TASK PROMPT
Retype the line with "range as a single dot per instance." in it, then each line after it to the end of the data, word for word.

MATERIALS PROVIDED
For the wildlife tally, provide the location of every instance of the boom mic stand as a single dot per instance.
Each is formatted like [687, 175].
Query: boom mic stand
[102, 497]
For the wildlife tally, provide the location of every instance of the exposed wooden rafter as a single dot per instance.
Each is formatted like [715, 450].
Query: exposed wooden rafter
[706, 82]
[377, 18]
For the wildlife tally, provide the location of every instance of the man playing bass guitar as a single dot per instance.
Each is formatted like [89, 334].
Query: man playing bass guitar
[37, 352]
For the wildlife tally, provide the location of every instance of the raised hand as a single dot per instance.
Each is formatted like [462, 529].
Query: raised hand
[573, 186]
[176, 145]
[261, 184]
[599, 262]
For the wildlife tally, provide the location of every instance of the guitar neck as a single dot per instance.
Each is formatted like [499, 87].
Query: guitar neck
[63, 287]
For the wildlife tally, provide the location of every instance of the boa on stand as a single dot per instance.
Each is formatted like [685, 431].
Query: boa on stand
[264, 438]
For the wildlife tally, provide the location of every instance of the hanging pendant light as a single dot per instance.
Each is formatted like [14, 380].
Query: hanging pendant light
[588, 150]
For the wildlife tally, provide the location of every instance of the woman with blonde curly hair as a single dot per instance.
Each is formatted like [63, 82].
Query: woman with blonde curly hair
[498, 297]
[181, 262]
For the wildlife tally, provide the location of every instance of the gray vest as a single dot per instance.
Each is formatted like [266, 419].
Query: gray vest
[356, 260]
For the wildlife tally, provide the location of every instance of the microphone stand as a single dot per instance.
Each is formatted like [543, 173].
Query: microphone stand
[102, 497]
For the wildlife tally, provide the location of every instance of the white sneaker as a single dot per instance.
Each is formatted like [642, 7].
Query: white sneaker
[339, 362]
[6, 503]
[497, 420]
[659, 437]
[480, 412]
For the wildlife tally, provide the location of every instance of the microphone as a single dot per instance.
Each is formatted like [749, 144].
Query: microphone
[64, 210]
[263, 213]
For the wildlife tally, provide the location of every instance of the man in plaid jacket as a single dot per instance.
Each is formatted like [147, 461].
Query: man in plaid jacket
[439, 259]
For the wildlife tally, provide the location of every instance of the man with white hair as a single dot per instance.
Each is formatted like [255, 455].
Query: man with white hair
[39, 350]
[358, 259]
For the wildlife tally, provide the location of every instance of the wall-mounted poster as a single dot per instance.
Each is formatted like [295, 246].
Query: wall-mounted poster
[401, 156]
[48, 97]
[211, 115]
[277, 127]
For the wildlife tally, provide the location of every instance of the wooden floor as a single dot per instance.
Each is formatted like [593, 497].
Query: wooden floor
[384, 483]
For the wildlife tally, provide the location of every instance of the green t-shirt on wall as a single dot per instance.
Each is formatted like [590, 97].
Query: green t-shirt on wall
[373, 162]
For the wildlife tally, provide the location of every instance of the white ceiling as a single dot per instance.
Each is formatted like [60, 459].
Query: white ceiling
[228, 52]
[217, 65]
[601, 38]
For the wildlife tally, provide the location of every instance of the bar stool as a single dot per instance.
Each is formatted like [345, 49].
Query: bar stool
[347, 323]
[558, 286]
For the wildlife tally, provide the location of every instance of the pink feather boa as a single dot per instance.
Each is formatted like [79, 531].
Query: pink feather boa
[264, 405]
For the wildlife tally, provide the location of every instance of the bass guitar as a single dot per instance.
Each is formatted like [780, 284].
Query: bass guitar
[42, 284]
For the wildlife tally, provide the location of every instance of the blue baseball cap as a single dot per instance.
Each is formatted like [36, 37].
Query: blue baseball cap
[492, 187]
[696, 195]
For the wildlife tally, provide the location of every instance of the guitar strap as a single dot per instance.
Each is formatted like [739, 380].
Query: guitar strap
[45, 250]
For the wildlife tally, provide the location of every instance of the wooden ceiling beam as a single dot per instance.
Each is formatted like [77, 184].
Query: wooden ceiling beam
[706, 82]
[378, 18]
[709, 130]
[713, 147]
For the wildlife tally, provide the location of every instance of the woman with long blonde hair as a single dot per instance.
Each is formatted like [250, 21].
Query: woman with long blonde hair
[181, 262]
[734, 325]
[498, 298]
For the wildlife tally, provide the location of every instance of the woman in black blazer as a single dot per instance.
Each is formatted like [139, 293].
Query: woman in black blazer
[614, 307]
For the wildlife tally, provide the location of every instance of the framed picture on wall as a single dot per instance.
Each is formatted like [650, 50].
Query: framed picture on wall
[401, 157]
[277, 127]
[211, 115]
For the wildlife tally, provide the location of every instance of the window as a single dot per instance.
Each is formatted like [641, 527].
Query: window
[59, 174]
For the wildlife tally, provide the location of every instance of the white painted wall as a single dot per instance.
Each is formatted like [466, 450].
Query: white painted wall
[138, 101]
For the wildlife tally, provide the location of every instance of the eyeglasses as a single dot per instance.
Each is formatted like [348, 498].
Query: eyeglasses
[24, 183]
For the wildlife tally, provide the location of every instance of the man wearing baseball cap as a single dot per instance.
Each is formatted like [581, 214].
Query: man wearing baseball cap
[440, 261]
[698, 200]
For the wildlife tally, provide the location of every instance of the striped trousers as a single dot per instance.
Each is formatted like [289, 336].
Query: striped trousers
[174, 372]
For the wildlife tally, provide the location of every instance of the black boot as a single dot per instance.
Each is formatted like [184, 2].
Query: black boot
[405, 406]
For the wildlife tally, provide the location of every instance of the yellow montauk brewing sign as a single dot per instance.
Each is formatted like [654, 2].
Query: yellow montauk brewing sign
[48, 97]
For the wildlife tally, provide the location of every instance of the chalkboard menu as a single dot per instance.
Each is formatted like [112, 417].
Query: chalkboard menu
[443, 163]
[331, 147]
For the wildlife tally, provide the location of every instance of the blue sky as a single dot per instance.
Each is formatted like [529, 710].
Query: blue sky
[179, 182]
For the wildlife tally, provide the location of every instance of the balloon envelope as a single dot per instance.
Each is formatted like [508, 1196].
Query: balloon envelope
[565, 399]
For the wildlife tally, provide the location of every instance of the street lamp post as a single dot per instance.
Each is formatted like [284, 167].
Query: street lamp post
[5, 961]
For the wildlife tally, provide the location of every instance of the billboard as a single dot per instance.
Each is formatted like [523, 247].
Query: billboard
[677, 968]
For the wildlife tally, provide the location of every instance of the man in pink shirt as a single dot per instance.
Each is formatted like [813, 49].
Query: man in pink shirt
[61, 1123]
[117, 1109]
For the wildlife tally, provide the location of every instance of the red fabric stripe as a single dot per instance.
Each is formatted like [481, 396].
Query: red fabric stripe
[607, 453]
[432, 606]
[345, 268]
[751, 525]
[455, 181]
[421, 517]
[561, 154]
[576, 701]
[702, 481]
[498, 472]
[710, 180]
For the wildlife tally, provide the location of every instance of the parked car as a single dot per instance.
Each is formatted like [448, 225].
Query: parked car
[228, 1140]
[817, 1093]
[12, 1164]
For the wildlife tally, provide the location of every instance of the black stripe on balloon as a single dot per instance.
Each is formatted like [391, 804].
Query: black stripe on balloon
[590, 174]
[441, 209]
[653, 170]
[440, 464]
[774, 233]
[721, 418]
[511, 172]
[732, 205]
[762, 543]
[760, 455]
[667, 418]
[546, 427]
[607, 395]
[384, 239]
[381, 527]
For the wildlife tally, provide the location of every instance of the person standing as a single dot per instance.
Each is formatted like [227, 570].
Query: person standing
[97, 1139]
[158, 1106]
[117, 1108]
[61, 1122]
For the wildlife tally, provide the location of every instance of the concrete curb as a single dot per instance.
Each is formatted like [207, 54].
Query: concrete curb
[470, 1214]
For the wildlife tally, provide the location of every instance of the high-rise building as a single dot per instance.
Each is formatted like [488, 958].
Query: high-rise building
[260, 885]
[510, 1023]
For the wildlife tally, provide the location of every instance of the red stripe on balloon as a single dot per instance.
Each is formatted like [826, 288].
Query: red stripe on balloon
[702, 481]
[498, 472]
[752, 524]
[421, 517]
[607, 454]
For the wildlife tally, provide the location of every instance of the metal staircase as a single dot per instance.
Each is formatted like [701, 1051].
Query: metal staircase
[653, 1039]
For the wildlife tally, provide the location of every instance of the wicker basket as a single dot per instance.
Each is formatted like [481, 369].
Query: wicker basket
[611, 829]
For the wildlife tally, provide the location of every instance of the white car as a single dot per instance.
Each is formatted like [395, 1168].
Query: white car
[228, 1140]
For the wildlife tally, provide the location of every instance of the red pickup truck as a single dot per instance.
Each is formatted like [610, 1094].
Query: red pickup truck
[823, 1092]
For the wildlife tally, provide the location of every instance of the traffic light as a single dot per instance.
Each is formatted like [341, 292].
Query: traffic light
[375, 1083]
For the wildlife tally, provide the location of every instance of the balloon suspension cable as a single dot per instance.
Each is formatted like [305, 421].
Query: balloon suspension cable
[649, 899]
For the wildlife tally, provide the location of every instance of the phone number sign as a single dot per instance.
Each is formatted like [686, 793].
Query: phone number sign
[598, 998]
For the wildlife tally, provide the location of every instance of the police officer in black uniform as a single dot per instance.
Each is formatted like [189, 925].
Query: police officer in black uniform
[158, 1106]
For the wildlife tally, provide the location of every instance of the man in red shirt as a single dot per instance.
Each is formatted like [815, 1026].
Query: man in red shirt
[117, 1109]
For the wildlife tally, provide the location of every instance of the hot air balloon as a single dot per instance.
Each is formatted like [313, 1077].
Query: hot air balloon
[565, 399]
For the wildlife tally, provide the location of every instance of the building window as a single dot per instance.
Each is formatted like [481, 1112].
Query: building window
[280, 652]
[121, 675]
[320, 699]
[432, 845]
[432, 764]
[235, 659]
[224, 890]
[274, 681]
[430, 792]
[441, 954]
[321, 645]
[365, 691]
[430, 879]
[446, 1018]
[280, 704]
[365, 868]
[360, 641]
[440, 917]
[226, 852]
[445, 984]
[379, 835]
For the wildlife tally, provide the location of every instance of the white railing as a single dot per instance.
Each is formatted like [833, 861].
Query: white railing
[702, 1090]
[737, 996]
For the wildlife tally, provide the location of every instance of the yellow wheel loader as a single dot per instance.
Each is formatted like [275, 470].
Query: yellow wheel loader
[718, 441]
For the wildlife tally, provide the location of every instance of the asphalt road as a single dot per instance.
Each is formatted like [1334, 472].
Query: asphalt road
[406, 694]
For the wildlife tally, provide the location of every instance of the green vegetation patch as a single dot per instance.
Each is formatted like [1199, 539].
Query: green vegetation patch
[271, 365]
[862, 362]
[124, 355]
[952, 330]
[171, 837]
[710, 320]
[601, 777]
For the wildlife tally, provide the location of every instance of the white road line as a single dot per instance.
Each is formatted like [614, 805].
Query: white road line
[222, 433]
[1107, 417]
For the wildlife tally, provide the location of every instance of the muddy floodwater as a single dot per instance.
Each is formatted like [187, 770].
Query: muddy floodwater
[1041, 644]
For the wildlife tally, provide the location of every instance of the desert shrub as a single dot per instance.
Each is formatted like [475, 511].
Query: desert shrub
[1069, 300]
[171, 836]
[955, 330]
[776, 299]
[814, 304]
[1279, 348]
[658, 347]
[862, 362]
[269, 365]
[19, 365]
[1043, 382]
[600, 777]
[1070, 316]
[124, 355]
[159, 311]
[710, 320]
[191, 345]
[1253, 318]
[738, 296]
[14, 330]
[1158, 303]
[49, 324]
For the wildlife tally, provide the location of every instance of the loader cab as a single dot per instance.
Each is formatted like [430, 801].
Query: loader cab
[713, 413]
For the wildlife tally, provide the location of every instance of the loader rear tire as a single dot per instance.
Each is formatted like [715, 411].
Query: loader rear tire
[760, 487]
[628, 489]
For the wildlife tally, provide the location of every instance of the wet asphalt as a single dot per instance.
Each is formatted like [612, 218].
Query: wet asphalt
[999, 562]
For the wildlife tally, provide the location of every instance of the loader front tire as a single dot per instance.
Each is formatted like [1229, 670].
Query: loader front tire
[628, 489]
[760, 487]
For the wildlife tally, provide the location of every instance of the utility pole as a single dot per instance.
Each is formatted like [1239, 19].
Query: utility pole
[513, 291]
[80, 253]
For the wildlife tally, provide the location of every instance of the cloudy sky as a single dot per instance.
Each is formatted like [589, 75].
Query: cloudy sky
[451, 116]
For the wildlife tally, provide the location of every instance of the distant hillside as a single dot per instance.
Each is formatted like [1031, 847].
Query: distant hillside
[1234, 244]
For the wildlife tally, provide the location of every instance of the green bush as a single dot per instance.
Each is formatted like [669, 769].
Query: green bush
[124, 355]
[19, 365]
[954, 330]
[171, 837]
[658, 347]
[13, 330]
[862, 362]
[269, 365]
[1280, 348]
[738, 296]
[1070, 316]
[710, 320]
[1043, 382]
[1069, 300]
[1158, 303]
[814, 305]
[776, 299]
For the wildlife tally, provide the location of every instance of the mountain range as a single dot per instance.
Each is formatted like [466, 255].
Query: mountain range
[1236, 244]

EXERCISE ANSWER
For the wildlife tally, provide the location of every instance of the mountain range as a single dot per instance.
Each is formatted like [466, 255].
Query: mountain range
[1236, 244]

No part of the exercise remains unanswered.